─── ESTRATTO DEL DOCUMENTO ───

Call Jane (2022)
- michemar 
- 28 mar 2023
- Tempo di lettura: 5 min
Aggiornamento: 13 mag 2023

Call Jane
USA 2022 dramma 2h1’
Regia: Phyllis Nagy
Sceneggiatura: Phyllis Nagy, Roshan Sethi
Fotografia: Greta Zozula
Montaggio: Peter McNulty
Musiche: Isabella Summers
Scenografia: Jona Tochet
Costumi: Melissa Desrosiers, Julie Weiss
Elizabeth Banks: Joy
Sigourney Weaver: Virginia
Chris Messina: Will
Kate Mara: Lana
Wunmi Mosaku: Gwen
Cory Michael Smith: Dean
Grace Edwards: Charlotte
John Magaro: detective Chilmark
Aida Turturro: sorella Mike
Bianca D'Ambrosio: Erin
Bruce MacVittie: direttore Richardson
Rebecca Henderson: Edie
TRAMA: Chicago, 1968. Dopo aver subito un aborto clandestino, una casalinga di periferia lotta per dare alle altre donne la possibilità di sottoporsi all'aborto in maniera sana e sicura attraverso la creazione di un collettivo chiamato Jane.
Voto 6,5

Le cronache del tempo, si era nel 1968, raccontano che la telefonata di una studentessa dell'Università di Chicago mise in moto una serie di eventi che portarono alla costituzione di un gruppo clandestino impegnato ad assicurare alle donne un accesso sicuro all'aborto quando era ancora illegale: è la storia del Jane Collective, ufficialmente noto come Abortion Counseling Service of Women's Liberation. L’associazione nacque quando Heather Booth, studentessa dell’Università di Chicago, venne a sapere che la sorella di un’amica era rimasta incinta e che quella gravidanza indesiderata era per lei talmente traumatizzante da indurla a pensare al suicidio.

─── SEZIONE DATI ───

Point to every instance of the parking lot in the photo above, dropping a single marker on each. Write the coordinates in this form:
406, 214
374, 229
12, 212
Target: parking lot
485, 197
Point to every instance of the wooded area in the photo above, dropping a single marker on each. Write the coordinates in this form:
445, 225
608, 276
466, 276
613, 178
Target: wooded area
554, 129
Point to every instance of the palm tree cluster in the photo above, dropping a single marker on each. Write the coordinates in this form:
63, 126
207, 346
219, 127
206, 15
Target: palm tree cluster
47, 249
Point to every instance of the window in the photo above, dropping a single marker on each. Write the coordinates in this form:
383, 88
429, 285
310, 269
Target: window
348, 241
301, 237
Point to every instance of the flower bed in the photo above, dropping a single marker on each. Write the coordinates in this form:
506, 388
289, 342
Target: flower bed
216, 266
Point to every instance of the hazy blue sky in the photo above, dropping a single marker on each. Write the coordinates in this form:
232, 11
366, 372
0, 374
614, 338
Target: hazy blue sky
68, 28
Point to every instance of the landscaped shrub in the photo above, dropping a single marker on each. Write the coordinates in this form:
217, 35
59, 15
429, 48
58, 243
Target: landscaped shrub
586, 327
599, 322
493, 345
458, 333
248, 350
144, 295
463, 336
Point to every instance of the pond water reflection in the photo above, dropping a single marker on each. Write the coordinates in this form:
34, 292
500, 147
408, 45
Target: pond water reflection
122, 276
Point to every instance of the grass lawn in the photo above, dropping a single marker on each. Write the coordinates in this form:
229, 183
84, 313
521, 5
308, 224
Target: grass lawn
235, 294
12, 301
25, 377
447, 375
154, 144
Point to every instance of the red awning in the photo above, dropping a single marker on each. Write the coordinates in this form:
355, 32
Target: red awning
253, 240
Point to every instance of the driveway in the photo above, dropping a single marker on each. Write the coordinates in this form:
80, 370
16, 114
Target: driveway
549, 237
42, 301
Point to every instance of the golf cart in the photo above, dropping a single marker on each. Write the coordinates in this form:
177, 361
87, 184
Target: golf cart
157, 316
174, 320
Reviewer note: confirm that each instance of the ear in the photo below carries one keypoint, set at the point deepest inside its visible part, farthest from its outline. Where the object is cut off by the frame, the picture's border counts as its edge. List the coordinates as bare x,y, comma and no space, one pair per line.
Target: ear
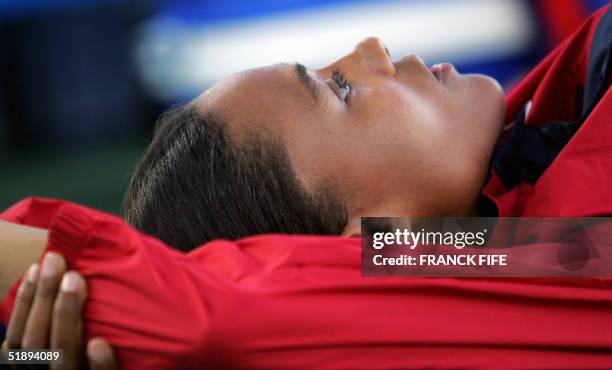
353,227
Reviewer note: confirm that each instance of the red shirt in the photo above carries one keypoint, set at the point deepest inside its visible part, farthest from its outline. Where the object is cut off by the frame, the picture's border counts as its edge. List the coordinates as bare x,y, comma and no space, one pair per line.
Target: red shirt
279,301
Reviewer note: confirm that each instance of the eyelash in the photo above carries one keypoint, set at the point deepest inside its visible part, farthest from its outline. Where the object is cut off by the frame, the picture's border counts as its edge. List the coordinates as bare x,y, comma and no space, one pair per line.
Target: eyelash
342,83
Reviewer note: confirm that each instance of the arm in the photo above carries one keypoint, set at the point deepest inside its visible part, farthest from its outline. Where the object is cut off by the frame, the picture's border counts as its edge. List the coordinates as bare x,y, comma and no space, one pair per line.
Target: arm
23,245
47,314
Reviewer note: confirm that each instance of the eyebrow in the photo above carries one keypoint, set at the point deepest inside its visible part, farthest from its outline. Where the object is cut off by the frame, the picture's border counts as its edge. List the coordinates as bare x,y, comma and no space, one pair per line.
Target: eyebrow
307,81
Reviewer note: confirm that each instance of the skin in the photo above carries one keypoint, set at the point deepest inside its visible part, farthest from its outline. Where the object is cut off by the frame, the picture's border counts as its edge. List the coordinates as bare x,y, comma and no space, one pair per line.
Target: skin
402,144
47,315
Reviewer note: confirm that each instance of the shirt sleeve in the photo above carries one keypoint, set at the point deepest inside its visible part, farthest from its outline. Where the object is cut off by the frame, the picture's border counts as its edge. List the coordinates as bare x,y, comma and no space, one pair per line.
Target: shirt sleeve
152,303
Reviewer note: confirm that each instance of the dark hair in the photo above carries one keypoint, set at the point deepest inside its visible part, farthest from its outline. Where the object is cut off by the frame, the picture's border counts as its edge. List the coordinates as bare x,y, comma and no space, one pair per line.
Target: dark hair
194,185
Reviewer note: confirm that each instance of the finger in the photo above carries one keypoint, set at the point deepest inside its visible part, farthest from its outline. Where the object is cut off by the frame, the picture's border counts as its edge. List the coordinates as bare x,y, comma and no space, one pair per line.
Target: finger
21,309
100,355
38,327
66,322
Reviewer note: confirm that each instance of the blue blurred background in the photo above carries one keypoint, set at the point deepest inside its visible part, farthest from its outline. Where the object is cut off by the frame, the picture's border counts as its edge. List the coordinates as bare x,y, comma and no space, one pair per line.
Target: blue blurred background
83,81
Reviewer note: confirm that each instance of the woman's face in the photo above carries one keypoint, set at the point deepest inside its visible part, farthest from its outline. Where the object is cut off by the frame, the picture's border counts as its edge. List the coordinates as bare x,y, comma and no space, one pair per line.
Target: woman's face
405,141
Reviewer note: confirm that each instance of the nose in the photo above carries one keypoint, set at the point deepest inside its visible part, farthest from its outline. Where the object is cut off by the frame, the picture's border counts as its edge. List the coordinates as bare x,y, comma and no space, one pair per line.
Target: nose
370,56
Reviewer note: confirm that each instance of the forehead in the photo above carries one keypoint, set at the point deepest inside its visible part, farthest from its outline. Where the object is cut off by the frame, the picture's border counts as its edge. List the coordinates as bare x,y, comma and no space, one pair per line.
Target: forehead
262,99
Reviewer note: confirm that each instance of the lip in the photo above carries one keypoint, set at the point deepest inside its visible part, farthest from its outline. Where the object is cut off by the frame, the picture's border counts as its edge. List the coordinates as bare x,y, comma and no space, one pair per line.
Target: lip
441,71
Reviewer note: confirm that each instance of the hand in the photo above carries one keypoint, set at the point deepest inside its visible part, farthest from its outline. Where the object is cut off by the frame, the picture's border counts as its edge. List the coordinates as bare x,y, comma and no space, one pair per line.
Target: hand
47,315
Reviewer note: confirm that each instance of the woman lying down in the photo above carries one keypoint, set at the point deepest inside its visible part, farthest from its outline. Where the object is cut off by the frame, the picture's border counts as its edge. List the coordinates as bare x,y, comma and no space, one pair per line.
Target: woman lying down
289,150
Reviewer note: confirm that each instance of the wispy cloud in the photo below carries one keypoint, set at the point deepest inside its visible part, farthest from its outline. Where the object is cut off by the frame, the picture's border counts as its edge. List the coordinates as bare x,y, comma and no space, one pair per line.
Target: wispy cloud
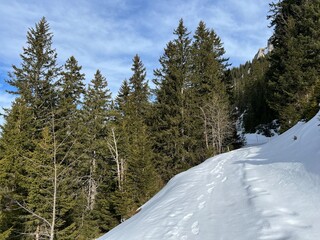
106,35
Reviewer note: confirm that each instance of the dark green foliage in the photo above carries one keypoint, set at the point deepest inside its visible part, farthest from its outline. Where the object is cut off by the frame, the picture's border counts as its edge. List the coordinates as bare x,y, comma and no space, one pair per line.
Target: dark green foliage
249,92
96,166
294,68
139,178
34,78
74,164
172,80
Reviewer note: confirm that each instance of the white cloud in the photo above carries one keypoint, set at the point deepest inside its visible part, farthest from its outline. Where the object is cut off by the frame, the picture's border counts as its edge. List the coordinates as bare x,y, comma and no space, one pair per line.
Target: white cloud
106,35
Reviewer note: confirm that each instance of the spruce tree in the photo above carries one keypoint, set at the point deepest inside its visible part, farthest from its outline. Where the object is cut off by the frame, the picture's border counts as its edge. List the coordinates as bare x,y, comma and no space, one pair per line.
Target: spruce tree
172,80
34,79
16,141
140,180
96,166
207,88
294,62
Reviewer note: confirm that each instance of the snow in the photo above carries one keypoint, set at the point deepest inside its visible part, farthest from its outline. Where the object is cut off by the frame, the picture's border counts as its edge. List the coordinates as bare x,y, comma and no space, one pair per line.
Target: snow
264,192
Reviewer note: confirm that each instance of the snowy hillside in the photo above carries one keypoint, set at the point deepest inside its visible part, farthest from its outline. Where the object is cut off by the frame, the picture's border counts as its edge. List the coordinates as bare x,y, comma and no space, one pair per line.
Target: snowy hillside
269,191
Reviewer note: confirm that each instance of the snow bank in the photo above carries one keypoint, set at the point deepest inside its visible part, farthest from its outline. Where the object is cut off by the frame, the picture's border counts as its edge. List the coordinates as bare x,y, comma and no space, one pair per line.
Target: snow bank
264,192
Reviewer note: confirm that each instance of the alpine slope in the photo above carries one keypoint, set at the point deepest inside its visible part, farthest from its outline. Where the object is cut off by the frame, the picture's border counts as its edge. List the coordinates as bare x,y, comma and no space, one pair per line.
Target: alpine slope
269,191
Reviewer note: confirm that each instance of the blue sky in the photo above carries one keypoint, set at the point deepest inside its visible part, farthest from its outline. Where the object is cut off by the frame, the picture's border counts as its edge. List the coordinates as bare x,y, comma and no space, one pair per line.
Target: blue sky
106,34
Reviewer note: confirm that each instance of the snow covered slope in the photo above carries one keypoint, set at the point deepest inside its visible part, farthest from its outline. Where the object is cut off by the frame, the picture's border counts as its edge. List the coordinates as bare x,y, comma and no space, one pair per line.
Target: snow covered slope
265,192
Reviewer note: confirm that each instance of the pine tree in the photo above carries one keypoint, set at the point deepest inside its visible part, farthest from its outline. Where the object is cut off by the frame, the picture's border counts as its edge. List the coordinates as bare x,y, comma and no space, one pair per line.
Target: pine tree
208,92
97,177
140,180
294,62
172,80
34,80
16,139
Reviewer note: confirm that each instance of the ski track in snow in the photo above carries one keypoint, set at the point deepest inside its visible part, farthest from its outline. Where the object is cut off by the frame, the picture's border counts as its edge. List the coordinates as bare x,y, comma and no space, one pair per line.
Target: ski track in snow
278,223
254,193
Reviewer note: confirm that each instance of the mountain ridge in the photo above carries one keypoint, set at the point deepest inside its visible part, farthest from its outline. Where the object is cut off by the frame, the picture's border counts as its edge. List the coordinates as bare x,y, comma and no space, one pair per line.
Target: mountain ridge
263,192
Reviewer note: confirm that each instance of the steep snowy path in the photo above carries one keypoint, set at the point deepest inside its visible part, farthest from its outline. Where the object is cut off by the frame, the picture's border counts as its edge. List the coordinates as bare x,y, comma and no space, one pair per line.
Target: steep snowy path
266,192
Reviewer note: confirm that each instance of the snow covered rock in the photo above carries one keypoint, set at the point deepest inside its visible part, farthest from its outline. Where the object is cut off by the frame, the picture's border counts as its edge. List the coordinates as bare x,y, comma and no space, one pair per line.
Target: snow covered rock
264,192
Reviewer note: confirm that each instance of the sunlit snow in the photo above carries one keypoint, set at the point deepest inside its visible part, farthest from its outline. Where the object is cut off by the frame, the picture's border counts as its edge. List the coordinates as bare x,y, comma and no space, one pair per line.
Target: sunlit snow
263,192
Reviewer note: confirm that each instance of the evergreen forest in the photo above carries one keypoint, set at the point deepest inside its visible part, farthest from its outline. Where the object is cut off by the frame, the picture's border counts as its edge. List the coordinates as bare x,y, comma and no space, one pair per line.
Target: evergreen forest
76,161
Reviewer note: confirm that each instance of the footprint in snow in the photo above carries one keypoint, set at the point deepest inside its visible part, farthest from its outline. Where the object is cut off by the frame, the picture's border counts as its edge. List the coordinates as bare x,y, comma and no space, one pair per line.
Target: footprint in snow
200,197
210,184
187,217
224,179
195,228
210,190
201,205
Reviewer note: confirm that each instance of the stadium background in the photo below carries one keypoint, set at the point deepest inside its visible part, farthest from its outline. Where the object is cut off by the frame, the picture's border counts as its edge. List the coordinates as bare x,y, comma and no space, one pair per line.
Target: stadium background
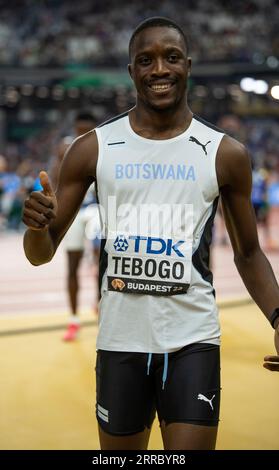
56,58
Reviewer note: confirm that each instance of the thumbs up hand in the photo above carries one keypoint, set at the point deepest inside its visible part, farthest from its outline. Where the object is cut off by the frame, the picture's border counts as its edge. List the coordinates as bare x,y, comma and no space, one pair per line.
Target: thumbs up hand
40,208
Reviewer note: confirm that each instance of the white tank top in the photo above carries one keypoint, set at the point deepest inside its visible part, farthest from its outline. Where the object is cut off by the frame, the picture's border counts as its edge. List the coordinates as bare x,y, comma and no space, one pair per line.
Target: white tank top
155,283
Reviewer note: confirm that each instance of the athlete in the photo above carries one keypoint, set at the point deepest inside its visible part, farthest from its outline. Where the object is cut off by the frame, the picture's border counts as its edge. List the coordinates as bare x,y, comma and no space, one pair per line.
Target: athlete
74,241
158,340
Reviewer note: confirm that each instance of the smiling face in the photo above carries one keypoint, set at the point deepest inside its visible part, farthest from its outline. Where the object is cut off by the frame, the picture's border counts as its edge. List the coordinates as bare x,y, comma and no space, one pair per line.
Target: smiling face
160,67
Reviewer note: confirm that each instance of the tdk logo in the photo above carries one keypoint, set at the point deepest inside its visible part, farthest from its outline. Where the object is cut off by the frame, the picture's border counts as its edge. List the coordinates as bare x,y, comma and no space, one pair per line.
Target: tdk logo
157,246
121,243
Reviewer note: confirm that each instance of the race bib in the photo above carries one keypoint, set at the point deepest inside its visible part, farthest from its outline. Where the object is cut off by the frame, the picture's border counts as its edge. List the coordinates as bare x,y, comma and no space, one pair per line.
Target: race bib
148,265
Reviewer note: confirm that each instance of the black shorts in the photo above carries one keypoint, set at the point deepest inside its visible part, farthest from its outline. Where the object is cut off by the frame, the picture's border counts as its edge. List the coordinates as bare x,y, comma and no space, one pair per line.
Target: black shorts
128,396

───

> COMPITO: Riporta per intero l'estratto su Call Jane, senza cambiare nulla. Basati unicamente sull'estratto.

> RISULTATO:
Call Jane (2022)
- michemar 
- 28 mar 2023
- Tempo di lettura: 5 min
Aggiornamento: 13 mag 2023

Call Jane
USA 2022 dramma 2h1’
Regia: Phyllis Nagy
Sceneggiatura: Phyllis Nagy, Roshan Sethi
Fotografia: Greta Zozula
Montaggio: Peter McNulty
Musiche: Isabella Summers
Scenografia: Jona Tochet
Costumi: Melissa Desrosiers, Julie Weiss
Elizabeth Banks: Joy
Sigourney Weaver: Virginia
Chris Messina: Will
Kate Mara: Lana
Wunmi Mosaku: Gwen
Cory Michael Smith: Dean
Grace Edwards: Charlotte
John Magaro: detective Chilmark
Aida Turturro: sorella Mike
Bianca D'Ambrosio: Erin
Bruce MacVittie: direttore Richardson
Rebecca Henderson: Edie
TRAMA: Chicago, 1968. Dopo aver subito un aborto clandestino, una casalinga di periferia lotta per dare alle altre donne la possibilità di sottoporsi all'aborto in maniera sana e sicura attraverso la creazione di un collettivo chiamato Jane.
Voto 6,5

Le cronache del tempo, si era nel 1968, raccontano che la telefonata di una studentessa dell'Università di Chicago mise in moto una serie di eventi che portarono alla costituzione di un gruppo clandestino impegnato ad assicurare alle donne un accesso sicuro all'aborto quando era ancora illegale: è la storia del Jane Collective, ufficialmente noto come Abortion Counseling Service of Women's Liberation. L’associazione nacque quando Heather Booth, studentessa dell’Università di Chicago, venne a sapere che la sorella di un’amica era rimasta incinta e che quella gravidanza indesiderata era per lei talmente traumatizzante da indurla a pensare al suicidio.